Aim of the exercise: Each line of the listing below must be retyped as given.

The data:
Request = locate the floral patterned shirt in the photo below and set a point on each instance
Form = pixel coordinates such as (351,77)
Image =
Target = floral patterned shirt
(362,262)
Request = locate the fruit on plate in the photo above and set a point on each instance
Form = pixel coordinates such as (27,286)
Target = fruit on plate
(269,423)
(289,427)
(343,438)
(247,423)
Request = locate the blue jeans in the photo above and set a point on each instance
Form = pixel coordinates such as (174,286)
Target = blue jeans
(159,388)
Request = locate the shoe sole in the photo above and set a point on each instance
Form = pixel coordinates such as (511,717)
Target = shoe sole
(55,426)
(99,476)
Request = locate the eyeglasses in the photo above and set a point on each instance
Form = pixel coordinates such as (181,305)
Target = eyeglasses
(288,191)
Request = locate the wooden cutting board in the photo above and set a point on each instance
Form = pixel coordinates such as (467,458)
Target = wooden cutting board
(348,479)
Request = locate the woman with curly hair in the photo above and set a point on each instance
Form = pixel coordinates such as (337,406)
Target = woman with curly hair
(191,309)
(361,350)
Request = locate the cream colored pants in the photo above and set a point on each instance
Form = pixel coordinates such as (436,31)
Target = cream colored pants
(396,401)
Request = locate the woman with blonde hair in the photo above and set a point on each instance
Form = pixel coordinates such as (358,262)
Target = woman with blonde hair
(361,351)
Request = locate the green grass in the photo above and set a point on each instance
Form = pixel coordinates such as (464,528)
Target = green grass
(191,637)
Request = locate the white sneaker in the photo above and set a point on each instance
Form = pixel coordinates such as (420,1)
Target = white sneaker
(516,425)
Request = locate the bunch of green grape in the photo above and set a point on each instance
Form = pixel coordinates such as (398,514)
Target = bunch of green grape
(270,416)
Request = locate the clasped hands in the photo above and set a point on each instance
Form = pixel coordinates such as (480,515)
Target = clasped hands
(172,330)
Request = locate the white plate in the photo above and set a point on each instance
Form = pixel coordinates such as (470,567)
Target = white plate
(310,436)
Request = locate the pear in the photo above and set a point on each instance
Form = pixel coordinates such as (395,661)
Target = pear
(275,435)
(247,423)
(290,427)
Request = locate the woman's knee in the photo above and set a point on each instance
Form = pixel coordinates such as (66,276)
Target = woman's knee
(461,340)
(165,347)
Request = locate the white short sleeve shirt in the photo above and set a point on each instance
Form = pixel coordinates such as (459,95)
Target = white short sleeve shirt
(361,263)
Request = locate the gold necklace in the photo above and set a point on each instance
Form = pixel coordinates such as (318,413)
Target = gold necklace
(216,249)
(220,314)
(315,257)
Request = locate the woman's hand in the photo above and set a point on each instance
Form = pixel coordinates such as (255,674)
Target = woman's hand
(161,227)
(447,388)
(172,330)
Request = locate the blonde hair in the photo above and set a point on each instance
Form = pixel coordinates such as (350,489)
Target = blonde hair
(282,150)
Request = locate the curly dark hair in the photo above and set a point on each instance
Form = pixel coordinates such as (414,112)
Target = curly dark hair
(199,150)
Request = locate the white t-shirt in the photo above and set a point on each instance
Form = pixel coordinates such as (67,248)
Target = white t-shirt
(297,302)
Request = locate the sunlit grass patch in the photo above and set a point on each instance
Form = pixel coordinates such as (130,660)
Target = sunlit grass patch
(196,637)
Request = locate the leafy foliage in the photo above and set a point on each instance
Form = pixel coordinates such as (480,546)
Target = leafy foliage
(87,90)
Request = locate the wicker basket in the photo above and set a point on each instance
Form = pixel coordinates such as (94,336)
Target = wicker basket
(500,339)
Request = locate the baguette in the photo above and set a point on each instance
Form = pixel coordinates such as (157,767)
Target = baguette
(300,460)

Output for this exercise:
Request = locate the floral patterned shirt in the photo below and set a point on each instance
Form = pixel coordinates such as (351,77)
Image =
Target = floral patterned shirt
(362,262)
Request = locate the fruit on plate in the photo above and set a point on each instance
Form = pixel coordinates such as (27,286)
Target = fruit on plate
(269,423)
(289,427)
(343,438)
(247,423)
Request = locate the blue jeans in the photo above and set a point on each instance
Form = pixel coordinates such as (174,286)
Target = blue jeans
(159,388)
Request = locate the shoe sole in the photo above and set a point on each instance
Form = pixel coordinates such as (511,717)
Target = shoe sole
(55,426)
(99,476)
Request = locate the eyeglasses in the photo above and set a point on each instance
Form = pixel coordinates such as (181,305)
Target = eyeglasses
(288,191)
Request = locate the wooden cutting board in the photo above and set a point on each instance
Form = pixel coordinates such as (467,458)
Target = wooden cutting board
(348,479)
Request = locate the woman with curly hair in the photo above and set a point on each instance
Form = pixel coordinates such as (337,406)
Target = woman with curly hair
(191,309)
(361,350)
Request = locate the cream colored pants in the photo above and set a point on each instance
Form = pixel coordinates such as (436,31)
Target = cream colored pants
(396,401)
Request = locate the woman with blonde hair in the photo above and set a point on each instance
Form = pixel coordinates such as (358,262)
Target = woman with blonde hair
(361,351)
Request = locate the green grass in the photo above and set a point on each instance
Form = pixel coordinates such as (464,528)
Target = green grass
(191,637)
Request = locate the white sneaker in the photo above and set a point on each instance
Form = pixel coordinates such as (420,1)
Target = white sneaker
(516,425)
Request = locate the bunch of green grape in the photo above and set a point on each instance
Form = pixel coordinates such as (398,514)
Target = bunch of green grape
(270,416)
Request = locate the clasped hands in the photo above and set a point on each instance
Form = pixel coordinates such as (480,515)
Target = clasped hands
(172,330)
Request = locate the white plate in the photo above and set a point on each instance
Form = pixel coordinates such as (470,567)
Target = white plate
(310,436)
Request = locate the pear in the photo above and set a point on each instance
Form = pixel coordinates such as (395,661)
Target = pear
(275,435)
(247,423)
(290,427)
Request = locate the woman's knee in the photo above and set a point on each instance
Form = pixel coordinates such as (66,276)
Target = woman's knee
(461,340)
(165,347)
Request = locate the white short sleeve shirt in the photo above and set a point on each instance
Form = pixel coordinates such as (459,95)
Target = white short sleeve shirt
(361,263)
Request = locate the gold necklace in the photo above and set a point on each instance
Form = pixel coordinates such as (318,413)
Target = gold necklace
(216,249)
(220,314)
(315,257)
Request = locate the woman's hand in the photo above and set a point on each instance
Form = pixel coordinates such as (255,674)
Target = woman's hand
(161,227)
(447,388)
(172,330)
Request = locate the blonde hair in the photo above and set a point on each instance
Form = pixel coordinates such as (350,489)
Target = blonde hair
(282,150)
Request = locate the curly dark hair in the photo above and set a point on each instance
Form = pixel coordinates such as (414,112)
Target = curly dark hair
(199,150)
Request = locate the white t-shirt in the photo above and set a point on each instance
Form = pixel coordinates such as (67,248)
Target = white t-shirt
(297,302)
Request = locate the sunlit grass patch in the photo above and set a point on each instance
Form = pixel coordinates such as (130,660)
Target = sunlit grass patch
(196,637)
Request = locate the leafy foliage in the photo above and set a point on each instance
Form = pixel coordinates such as (480,546)
Target = leafy foliage
(87,90)
Request = locate the wicker basket in the photo above and set a point on each instance
Form = pixel coordinates such as (94,336)
Target = wicker basket
(500,339)
Request = locate the baguette in the photo above and set a point on each instance
Form = pixel coordinates such as (157,767)
Target = baguette
(300,460)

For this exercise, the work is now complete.